> **Text provided**
— start —

I don't think so. Even people who frequently click on fake news articles
probably would accept the content they read is probably fake. Those articles
satisfy curiosity and relief from boredom on a level that's different from the
one we use to think critically. Even if the content is fake does not mean that
it is not fulfilling its purpose or even harming readers' ability to see it as
fake.

------
EvilMonkeyMat
This is mostly why I have come to hate most social media: too many people
around me share this crap, most of the time, without even reading it I guess.
I open Facebook and within seconds, I'm hit with mixed feelings of sadness,
anger, despair and anxiety (something I'm actively working on).

I recently installed my own Mattermost instance where I invited close friends
and some family who I trust won't share all this crap.

Fantastic article! Thanks for sharing!

— end —

> **Short problem 1**
Reproduce the part of the forum thread about fake news that opens with the words containing "I open Facebook" and closes with "Thanks for sharing!".
The records that come next have no connection to the forum thread about fake news and social media.

> **Provided records**
— start —

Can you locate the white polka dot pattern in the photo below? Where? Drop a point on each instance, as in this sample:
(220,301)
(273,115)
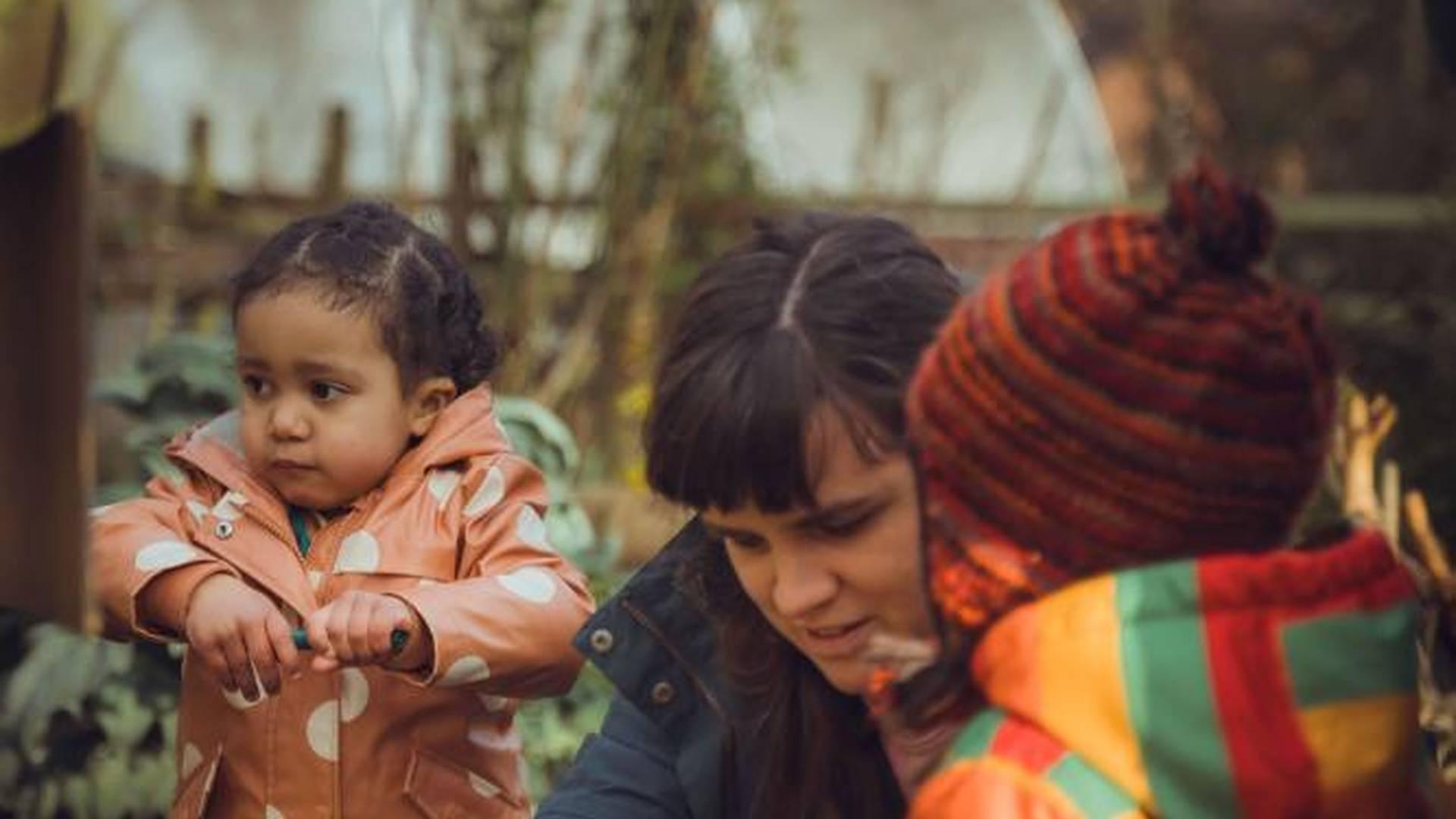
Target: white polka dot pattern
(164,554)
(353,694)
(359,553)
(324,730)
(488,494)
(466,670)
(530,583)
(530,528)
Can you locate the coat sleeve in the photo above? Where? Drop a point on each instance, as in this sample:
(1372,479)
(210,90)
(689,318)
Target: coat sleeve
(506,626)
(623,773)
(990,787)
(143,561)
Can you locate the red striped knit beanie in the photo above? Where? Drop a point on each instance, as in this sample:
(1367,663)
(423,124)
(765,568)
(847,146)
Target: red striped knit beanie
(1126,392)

— end —

> **Short problem 2**
Duplicate every one of the records above, those placed after the forum thread about fake news, line for line and unchanged, leaving the pictures out of your answer.

> **Exercise output 1**
I open Facebook and within seconds, I'm hit with mixed feelings of sadness,
anger, despair and anxiety (something I'm actively working on).

I recently installed my own Mattermost instance where I invited close friends
and some family who I trust won't share all this crap.

Fantastic article! Thanks for sharing!

> **Exercise output 2**
Can you locate the white polka dot pattern in the photo below? Where? Drop a point on each instance, as in this sample:
(220,301)
(273,115)
Target: white polka dot pattern
(164,554)
(353,694)
(359,553)
(324,730)
(488,494)
(466,670)
(530,583)
(530,528)
Can you locate the coat sleeve in the photo above? Where? Drop a point on each instance, as in this sample:
(1372,479)
(210,90)
(689,318)
Target: coat sleeve
(506,626)
(623,773)
(990,787)
(143,561)
Can you locate the red striped knit beanie in the photo above? Where? Drop a point on each instance, as in this sample:
(1367,663)
(423,124)
(765,568)
(847,146)
Target: red striped knit beanie
(1126,392)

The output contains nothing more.